▸ **REQUIRED TASK**
Write out all of the data without omission, exactly as shown.

┌────────

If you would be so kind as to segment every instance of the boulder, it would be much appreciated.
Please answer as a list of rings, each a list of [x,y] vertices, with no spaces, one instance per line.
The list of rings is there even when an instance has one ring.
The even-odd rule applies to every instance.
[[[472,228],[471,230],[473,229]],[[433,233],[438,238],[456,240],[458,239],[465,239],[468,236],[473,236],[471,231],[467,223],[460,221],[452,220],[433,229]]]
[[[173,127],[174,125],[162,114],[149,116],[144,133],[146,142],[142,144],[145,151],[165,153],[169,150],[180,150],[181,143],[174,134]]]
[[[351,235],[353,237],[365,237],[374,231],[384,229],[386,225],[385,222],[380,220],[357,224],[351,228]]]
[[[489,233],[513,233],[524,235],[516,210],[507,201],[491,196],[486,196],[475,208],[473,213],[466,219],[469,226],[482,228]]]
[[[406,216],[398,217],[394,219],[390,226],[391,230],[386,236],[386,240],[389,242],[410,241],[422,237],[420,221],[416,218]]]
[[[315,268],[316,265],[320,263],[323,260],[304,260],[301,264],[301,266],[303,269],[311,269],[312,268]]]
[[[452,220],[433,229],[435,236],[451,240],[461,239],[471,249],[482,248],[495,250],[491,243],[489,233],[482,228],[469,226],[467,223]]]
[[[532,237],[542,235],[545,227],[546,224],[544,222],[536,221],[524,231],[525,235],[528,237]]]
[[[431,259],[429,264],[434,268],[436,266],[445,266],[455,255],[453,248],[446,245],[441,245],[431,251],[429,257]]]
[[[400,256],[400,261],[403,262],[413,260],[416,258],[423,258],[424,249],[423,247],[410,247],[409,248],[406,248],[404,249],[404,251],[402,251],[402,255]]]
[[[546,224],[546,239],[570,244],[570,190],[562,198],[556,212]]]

└────────

▸ **ANSWER TO THE PROBLEM**
If you would be so kind as to segment every instance of the boulder, it would be much appreciated.
Please answer as a list of rings, each a list of [x,y] vertices, with no spaces, one instance per line.
The list of rings is there even when an instance has one ring.
The even-odd rule applies to every instance.
[[[472,228],[471,230],[473,229]],[[433,233],[438,238],[456,240],[458,239],[465,239],[468,236],[473,236],[471,231],[467,223],[460,221],[452,220],[433,229]]]
[[[173,127],[174,125],[162,114],[149,116],[144,133],[146,142],[142,144],[145,151],[165,153],[169,150],[180,150],[181,143],[174,134]]]
[[[351,235],[353,237],[365,237],[374,231],[384,229],[386,225],[385,222],[380,220],[357,224],[351,228]]]
[[[489,233],[513,233],[524,235],[516,210],[507,201],[491,196],[486,196],[475,208],[473,213],[466,219],[469,226],[482,228]]]
[[[406,216],[398,217],[394,219],[390,226],[391,230],[386,236],[386,240],[389,242],[410,241],[422,237],[420,221],[416,218]]]
[[[315,268],[316,265],[320,263],[323,260],[304,260],[301,264],[301,266],[303,269],[311,269],[312,268]]]
[[[452,220],[433,229],[435,236],[451,240],[461,239],[471,249],[482,248],[495,250],[491,243],[489,233],[482,228],[469,226],[467,223]]]
[[[532,237],[542,235],[545,227],[546,224],[544,222],[536,221],[524,231],[525,235],[528,237]]]
[[[431,259],[429,264],[434,268],[436,266],[445,266],[455,255],[453,248],[446,245],[441,245],[431,251],[429,257]]]
[[[400,256],[400,261],[403,262],[413,260],[416,258],[423,258],[424,249],[423,247],[410,247],[409,248],[406,248],[404,249],[404,251],[402,251],[402,255]]]
[[[546,224],[546,239],[570,244],[570,190],[562,198],[556,212]]]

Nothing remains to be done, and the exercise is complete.